Provided records:
Start of Block

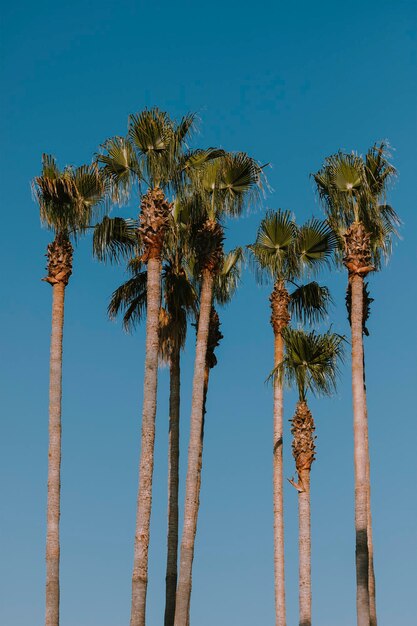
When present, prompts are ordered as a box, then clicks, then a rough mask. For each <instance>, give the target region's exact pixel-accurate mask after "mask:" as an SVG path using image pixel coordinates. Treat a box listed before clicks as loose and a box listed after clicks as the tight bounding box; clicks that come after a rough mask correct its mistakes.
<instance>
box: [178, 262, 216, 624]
mask: <svg viewBox="0 0 417 626" xmlns="http://www.w3.org/2000/svg"><path fill="white" fill-rule="evenodd" d="M212 298H213V276H212V273H211V272H210V271H209V270H208V269H205V270H204V271H203V277H202V286H201V296H200V315H199V320H198V328H197V345H196V357H195V365H194V378H193V392H192V406H191V424H190V441H189V447H188V467H187V478H186V490H185V506H184V527H183V533H182V540H181V553H180V571H179V577H178V588H177V597H176V608H175V622H174V624H175V626H187V623H188V614H189V607H190V597H191V585H192V564H193V558H194V545H195V535H196V531H197V516H198V508H199V497H200V484H201V480H200V473H201V463H202V459H201V454H202V452H201V451H202V428H203V415H204V411H203V409H204V388H205V372H206V353H207V342H208V335H209V326H210V314H211V305H212Z"/></svg>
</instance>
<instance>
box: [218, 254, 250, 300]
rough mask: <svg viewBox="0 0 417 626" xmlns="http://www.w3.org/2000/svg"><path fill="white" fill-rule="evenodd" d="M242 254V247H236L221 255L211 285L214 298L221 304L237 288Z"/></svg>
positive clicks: (240, 271)
mask: <svg viewBox="0 0 417 626" xmlns="http://www.w3.org/2000/svg"><path fill="white" fill-rule="evenodd" d="M243 255H244V252H243V248H241V247H237V248H234V249H233V250H230V252H228V253H227V254H225V255H224V257H223V263H222V265H221V267H220V271H219V272H218V273H217V274H216V276H215V279H214V286H213V294H214V300H215V301H216V302H218V303H219V304H221V305H225V304H228V303H229V302H230V301H231V299H232V298H233V296H234V294H235V292H236V290H237V288H238V285H239V282H240V277H241V273H242V262H243Z"/></svg>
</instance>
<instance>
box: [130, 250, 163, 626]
mask: <svg viewBox="0 0 417 626" xmlns="http://www.w3.org/2000/svg"><path fill="white" fill-rule="evenodd" d="M147 274H148V277H147V296H146V306H147V309H146V310H147V314H146V355H145V381H144V390H143V411H142V440H141V442H142V443H141V455H140V466H139V490H138V499H137V512H136V532H135V548H134V562H133V576H132V607H131V615H130V626H144V624H145V617H146V591H147V586H148V548H149V526H150V518H151V505H152V475H153V465H154V442H155V416H156V394H157V383H158V352H159V308H160V303H161V283H160V280H161V278H160V276H161V260H160V258H153V257H150V258H149V259H148V272H147Z"/></svg>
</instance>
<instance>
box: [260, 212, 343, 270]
mask: <svg viewBox="0 0 417 626" xmlns="http://www.w3.org/2000/svg"><path fill="white" fill-rule="evenodd" d="M335 245H336V241H335V237H334V234H333V232H332V230H331V229H330V228H329V226H328V225H327V223H326V222H323V221H320V220H317V219H315V218H313V219H311V220H309V221H308V222H306V224H304V225H303V226H301V227H299V226H297V224H296V222H295V219H294V217H293V215H292V213H291V212H290V211H288V210H286V211H284V210H282V209H278V210H277V211H272V210H269V211H267V213H266V215H265V217H264V218H263V219H262V221H261V223H260V225H259V228H258V232H257V236H256V241H255V243H253V244H251V245H249V246H248V249H249V251H250V252H251V259H252V263H253V265H254V267H255V272H256V276H257V278H258V280H259V281H260V282H263V280H264V279H265V278H266V279H268V278H269V279H272V280H273V281H274V282H275V281H277V280H283V281H286V280H294V279H296V278H298V277H300V276H301V275H302V274H303V273H304V272H307V273H311V272H314V271H317V270H318V269H319V268H320V267H321V266H322V265H323V264H328V263H329V261H330V260H331V256H332V253H333V250H334V247H335Z"/></svg>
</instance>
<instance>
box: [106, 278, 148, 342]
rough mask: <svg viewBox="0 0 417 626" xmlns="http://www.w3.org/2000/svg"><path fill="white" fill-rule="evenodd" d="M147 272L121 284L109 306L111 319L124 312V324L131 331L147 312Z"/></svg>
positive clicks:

End of Block

What needs to be done: For this task, copy every line of the material in which "rough" appears.

Written solution:
When present, prompts are ordered as a box, then clicks, then a rough mask. For each <instance>, give the target region's exact pixel-accurate mask after "mask:" as an SVG path using image pixel coordinates. Treat a box listed before clicks as loose and a box listed after clicks as the tight bounding box; clicks that come after a rough mask correct its mistakes.
rough mask: <svg viewBox="0 0 417 626" xmlns="http://www.w3.org/2000/svg"><path fill="white" fill-rule="evenodd" d="M242 254V247H236L221 255L211 285L214 298L221 304L237 288Z"/></svg>
rough mask: <svg viewBox="0 0 417 626" xmlns="http://www.w3.org/2000/svg"><path fill="white" fill-rule="evenodd" d="M147 272L121 284L109 306L111 319L124 312V324L131 331L147 312Z"/></svg>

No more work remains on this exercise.